# Replacing vinyl tile



## wendyB (Jul 21, 2008)

Hello, i am currently remodeling my bathroom and will be replacing the vynil floor, i would LOVE to do tile but not in the budget  (cost of tile + insatallation) so i was going to use self adhesive vynil tyle that comes in squares (cause this would be easier then the sheet) and i am just wondering if anyine can give me any hints or tips or anything at all. Thanks!!


----------



## handyguys (Jul 22, 2008)

Sure! The biggest key thing to remember is that the surface you attach it to will determine how it looks when its done. That surface must be perfectly smooth and clean. Any bit of crud or old glue will show through and make the job look bad.

Tile will cost more but not a lot more if you DIY and use inexpensive tile. If your bathroom is smallish with not a lot of angles we may be able to talk your through it.

I have seen some of those self stick 'tiles' cost $1 each and real tile of the same size cost .89c each. Sure tile will require backer, thinset and grout plus you will need some way of cutting it. My point is a 10x10 self stick tile job could cost $100 and a tile job could be done for under $200 in the same space if you DIY.


----------



## wendyB (Jul 22, 2008)

its a small bathroom but is this something that i could do? I would love to do the tile- few questions...i have an idea of laiyng tile and i think i could do a basic room but bathroom kind of intimidates me- the perfect cutting around toilet and around the tubes that go into floor.  Is this something i could really do by myself? its got vynil floor right now- what base would i have to have? its wood underneath that, could i work right on top of that wood? what tools would i need to cut tile? and of all rooms i have the belief that a bathroom would be the hardest for a first timer to do, is this accurate?  Thaks for the help!

§ **Exercise objective**: Extend the forum thread on replacing bathroom vinyl flooring past its last post.

§ **Information supplied**:
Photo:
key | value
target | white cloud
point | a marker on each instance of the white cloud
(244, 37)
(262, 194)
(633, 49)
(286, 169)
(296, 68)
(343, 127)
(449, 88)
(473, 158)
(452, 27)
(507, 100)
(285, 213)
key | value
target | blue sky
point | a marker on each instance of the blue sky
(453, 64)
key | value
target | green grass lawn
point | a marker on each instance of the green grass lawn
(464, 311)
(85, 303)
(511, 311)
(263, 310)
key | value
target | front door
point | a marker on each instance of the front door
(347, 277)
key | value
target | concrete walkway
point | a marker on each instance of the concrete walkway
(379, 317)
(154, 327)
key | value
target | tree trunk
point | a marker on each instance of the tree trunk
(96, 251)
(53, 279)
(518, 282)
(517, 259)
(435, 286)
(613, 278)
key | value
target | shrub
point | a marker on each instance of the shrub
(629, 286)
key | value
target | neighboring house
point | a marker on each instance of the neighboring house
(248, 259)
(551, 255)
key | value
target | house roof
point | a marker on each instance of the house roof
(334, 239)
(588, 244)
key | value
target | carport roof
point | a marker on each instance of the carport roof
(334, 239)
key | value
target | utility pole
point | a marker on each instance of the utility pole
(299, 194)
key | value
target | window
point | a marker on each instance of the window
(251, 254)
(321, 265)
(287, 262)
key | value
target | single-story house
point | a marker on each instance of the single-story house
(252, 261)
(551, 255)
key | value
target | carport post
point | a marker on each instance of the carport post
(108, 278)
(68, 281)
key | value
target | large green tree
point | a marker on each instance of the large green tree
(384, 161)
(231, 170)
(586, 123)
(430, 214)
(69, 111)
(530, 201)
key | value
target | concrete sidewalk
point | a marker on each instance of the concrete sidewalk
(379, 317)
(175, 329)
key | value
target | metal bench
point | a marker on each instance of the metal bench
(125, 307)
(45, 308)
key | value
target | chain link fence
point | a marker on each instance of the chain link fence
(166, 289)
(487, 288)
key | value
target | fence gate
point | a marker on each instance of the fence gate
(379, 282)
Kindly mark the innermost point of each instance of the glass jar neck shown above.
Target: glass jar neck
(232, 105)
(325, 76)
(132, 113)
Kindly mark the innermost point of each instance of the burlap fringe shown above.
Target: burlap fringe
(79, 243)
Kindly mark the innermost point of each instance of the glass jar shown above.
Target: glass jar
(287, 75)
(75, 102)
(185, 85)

§ **Written answer**:
----------



## glennjanie (Jul 22, 2008)

Welcome WendyB:
The vinyl tile sounds easier but the trimming in will take longer than the full size tiles, while each tile has a joint all the way around it. It is worth it to lay new sheet vinyl. To make it a lot easier, take the commode out and set it in the bathtub; use a hairdryer to warm the vinyl for close fitting and easy cutting.
Glenn


----------



## handyguys (Jul 23, 2008)

wendyB said:


> its a small bathroom but is this something that i could do? I would love to do the tile- few questions...i have an idea of laiyng tile and i think i could do a basic room but bathroom kind of intimidates me- the perfect cutting around toilet and around the tubes that go into floor.  Is this something i could really do by myself? its got vynil floor right now- what base would i have to have? its wood underneath that, could i work right on top of that wood? what tools would i need to cut tile? and of all rooms i have the belief that a bathroom would be the hardest for a first timer to do, is this accurate?  Thaks for the help!



I'm leaving details out but I'll try and outline the process and answer your questions...

Cutting around the toilet. You remove the toilet and cut to the flange in the floor. Bad cuts are hidden when you re-install the toilet. (Same with vinyl tile)

You have wood under the vinyl right now. Probably 1/4" luan on top of a 3/4" subfloor. You would remove the old vinyl and the luan. Then install a tile backer board and tile on top of that.

To cut tile - I would recomend you try and borrow a cheap tile saw. Lots of people buy them for one job. New the cheap saws are about $100 or less. Ask around, I'll bet you could find one.

Cutting around pipes - Usually these cuts are also hidden by cabinets or at least flanges. 

The backer board is installed in thinset (mortar you mix in a bucket) and then screwed down before the thinset dries. The tiles are installed with the same thinset and spaced evenly. a notched trowel ensures the thinset is consistent thickness.

When the thinset dries (overnight) you then grout.

When the grout is dried and cleaned up you caulk next to the tub and then re-install any cabinets, toilet, and basebord you may have removed.

The bathroom is pretty easy if you are doing just the floor and its a small space in my opinion.


----------



## wendyB (Jul 25, 2008)

sounds great handyguys!!!   thanks for all your help. youve turned me- im going to do ceramic tile, and i cant wait to get started!  would you be able to point me towards a speicfic website or somethng that has more detailed information on what to do what i need and how to get started, and any tips and ideas will be greatly appreciated. Thanks!


----------



## inspectorD (Jul 26, 2008)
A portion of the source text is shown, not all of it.